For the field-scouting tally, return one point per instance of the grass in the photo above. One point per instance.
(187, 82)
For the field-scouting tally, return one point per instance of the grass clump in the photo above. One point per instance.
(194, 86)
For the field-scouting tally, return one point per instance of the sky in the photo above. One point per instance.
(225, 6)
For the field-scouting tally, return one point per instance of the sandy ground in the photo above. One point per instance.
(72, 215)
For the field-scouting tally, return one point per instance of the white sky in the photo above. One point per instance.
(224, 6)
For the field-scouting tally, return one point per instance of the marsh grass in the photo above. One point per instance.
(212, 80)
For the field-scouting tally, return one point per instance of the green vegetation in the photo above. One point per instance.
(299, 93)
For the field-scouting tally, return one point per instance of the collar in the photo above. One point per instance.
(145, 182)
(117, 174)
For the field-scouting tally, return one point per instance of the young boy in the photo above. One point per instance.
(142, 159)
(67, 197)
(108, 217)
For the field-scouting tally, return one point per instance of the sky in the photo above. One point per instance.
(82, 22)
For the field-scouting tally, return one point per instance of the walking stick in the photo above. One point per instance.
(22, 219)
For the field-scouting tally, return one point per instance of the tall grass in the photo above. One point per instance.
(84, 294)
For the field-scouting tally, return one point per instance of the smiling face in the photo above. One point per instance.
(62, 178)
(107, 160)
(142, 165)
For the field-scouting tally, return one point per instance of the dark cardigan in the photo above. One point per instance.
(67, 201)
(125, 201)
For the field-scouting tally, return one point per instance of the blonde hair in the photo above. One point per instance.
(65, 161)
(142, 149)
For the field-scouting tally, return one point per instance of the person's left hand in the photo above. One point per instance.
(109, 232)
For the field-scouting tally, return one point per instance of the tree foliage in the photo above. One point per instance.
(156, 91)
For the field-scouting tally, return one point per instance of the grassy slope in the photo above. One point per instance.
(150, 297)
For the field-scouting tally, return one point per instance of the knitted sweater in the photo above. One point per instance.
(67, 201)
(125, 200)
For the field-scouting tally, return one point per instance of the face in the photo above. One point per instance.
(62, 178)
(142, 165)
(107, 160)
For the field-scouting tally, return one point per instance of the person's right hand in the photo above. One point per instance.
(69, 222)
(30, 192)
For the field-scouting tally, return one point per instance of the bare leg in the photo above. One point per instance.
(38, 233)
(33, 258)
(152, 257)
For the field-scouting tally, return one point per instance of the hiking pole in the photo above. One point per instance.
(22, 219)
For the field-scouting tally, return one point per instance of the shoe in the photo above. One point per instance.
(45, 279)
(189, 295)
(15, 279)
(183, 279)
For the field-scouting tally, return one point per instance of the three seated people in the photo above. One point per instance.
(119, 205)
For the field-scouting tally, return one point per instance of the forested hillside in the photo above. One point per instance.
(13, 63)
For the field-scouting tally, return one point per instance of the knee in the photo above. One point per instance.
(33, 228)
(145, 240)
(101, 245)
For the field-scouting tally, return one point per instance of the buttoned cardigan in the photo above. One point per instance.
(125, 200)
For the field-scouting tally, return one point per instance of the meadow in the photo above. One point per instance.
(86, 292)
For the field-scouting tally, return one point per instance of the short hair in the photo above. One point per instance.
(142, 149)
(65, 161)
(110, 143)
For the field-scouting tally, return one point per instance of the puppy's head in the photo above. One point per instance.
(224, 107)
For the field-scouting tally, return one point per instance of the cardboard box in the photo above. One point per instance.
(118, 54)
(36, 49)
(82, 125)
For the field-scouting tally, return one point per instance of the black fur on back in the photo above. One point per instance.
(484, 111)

= = = =

What is asked - Retype all of the material above verbatim, from the first line to the last.

Result -
For the field-scouting tally, return one point per instance of the grass in the photo above. One point per instance.
(187, 82)
For the field-scouting tally, return one point per instance of the grass clump in the photo above. One point per instance.
(194, 86)
For the field-scouting tally, return one point per instance of the sky in the photo above. One point per instance.
(225, 6)
For the field-scouting tally, return one point per instance of the sandy ground in the photo above. One point per instance.
(72, 215)
For the field-scouting tally, return one point per instance of the white sky in the photo above. One point per instance.
(224, 6)
For the field-scouting tally, return one point per instance of the marsh grass in the photo above. One point per instance.
(212, 80)
For the field-scouting tally, return one point per instance of the green vegetation in the photo above. One point per instance.
(299, 93)
For the field-scouting tally, return one point per instance of the collar in the photo above. One point per instance.
(145, 182)
(117, 174)
For the field-scouting tally, return one point per instance of the young boy in the photo above. One point per instance.
(142, 159)
(67, 197)
(108, 217)
For the field-scouting tally, return one point per instance of the sky in the photo above. One point per instance.
(82, 22)
For the field-scouting tally, return one point per instance of the walking stick in the photo above. One point per instance.
(22, 219)
For the field-scouting tally, return one point per instance of the tall grass in the photo above. One point per instance.
(84, 294)
For the field-scouting tally, return one point per instance of the smiling face in the photo above. One point per instance.
(62, 178)
(107, 160)
(142, 165)
For the field-scouting tally, return one point per instance of the dark cardigan in the photo above. One point per instance.
(67, 201)
(125, 201)
For the field-scouting tally, return one point per instance of the blonde hair in the photo above. One point per instance.
(65, 161)
(142, 149)
For the field-scouting tally, return one point per instance of the person's left hand in the photo above. One point per instance.
(109, 232)
For the field-scouting tally, return one point per instance of the tree foliage in the photo above. One point per instance.
(156, 91)
For the field-scouting tally, return one point per instance of the grassy slope in the photo above. One point per instance.
(150, 297)
For the field-scouting tally, return one point per instance of the knitted sweater in the photo above. One point per instance.
(67, 201)
(125, 200)
For the field-scouting tally, return one point per instance of the face in the photo above. One point per instance.
(62, 178)
(142, 165)
(107, 160)
For the field-scouting tally, return one point per instance of the person's right hand in the photo above. One point per instance.
(69, 222)
(30, 192)
For the field-scouting tally, return one point per instance of the bare leg in the photo above. One point per instance.
(38, 233)
(33, 258)
(152, 257)
For the field-scouting tally, return one point per instance of the hiking pole in the photo above. One point per instance.
(22, 219)
For the field-scouting tally, return one point per instance of the shoe in the photo above. One point per instance.
(45, 279)
(189, 295)
(15, 279)
(183, 279)
For the field-scouting tally, return one point per instance of the three seated people in the photo above. One point per instance.
(119, 205)
For the field-scouting tally, return one point per instance of the forested hillside in the photo above. One point per instance.
(13, 63)
For the field-scouting tally, return one point per instance of the knee in the photo above. One point per instance.
(33, 228)
(145, 240)
(101, 245)
For the field-scouting tally, return one point per instance of the buttoned cardigan in the photo above. One point per instance.
(125, 200)
For the field-scouting tally, return one point per instance of the meadow in the photo above. One point per instance.
(86, 292)
For the field-scouting tally, return one point per instance of the short hair in the photo above. One point per instance.
(142, 149)
(65, 161)
(110, 143)
For the field-scouting tally, return one point per instance of the puppy's head in the photo above. One point per instance.
(224, 107)
For the field-scouting tally, return one point per instance of the cardboard box in the photo above. One point per instance.
(118, 54)
(36, 49)
(82, 125)
For the field-scouting tally, return one point per instance of the black fur on back in the photo above. One point per instance.
(484, 111)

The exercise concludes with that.